The sole issue on appeal in Josa Williams v. State of Indiana, No. 49A02-0806-CR-505, was whether the trial court abused its discretion and violated Josa Williams' constitutional rights by admitting evidence of marijuana seized from the appellant's person.

When Williams was stopped for a routine traffic violation Jan. 23, Indianapolis Metropolitan Police Officer Demetric Smith discovered there was an outstanding warrant for Williams' arrest. Officer Smith then handcuffed and searched Williams, and discovered a bag of marijuana in Williams' pocket.

On Jan. 24, Williams was charged with Class A misdemeanor possession of marijuana. A bench trial was held March 12; the trial court overruled Williams' objection to the introduction of the marijuana, because it was "evidence gained as a result of the allege[d] warrant," according to trial records referenced in the Court of Appeals opinion.

After the trial, Williams filed a motion to suppress evidence of the marijuana. The trial court denied Williams' motion April 18, and found him guilty as charged.

> _GIVEN ENTRIES_

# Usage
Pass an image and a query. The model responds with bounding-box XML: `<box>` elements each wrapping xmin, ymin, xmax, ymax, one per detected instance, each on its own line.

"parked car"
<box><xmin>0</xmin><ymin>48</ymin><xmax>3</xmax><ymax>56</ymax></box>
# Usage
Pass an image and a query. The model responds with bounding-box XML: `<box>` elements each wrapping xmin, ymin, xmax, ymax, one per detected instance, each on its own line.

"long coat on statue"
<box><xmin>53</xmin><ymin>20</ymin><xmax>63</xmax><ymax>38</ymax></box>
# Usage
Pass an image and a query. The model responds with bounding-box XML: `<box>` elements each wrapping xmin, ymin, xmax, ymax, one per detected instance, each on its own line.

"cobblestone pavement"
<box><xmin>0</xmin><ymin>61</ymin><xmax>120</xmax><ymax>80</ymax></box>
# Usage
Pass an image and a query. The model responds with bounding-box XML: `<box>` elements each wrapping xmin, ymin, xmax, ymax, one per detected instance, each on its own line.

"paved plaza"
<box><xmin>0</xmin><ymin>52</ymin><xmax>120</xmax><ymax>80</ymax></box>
---
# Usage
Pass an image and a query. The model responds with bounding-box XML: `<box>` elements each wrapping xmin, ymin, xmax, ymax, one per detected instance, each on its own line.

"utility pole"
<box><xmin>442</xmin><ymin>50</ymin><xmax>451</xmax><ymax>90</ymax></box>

> _EXERCISE AIM_
Please answer these from the appeal summary:
(a) Which officer found the bag of marijuana?
(b) What charge was filed against Williams on Jan. 24?
(c) On what date did the trial court deny the motion to suppress?
The items above aren't needed for this.

> _RESPONSE_
(a) Indianapolis Metropolitan Police Officer Demetric Smith
(b) Class A misdemeanor possession of marijuana
(c) April 18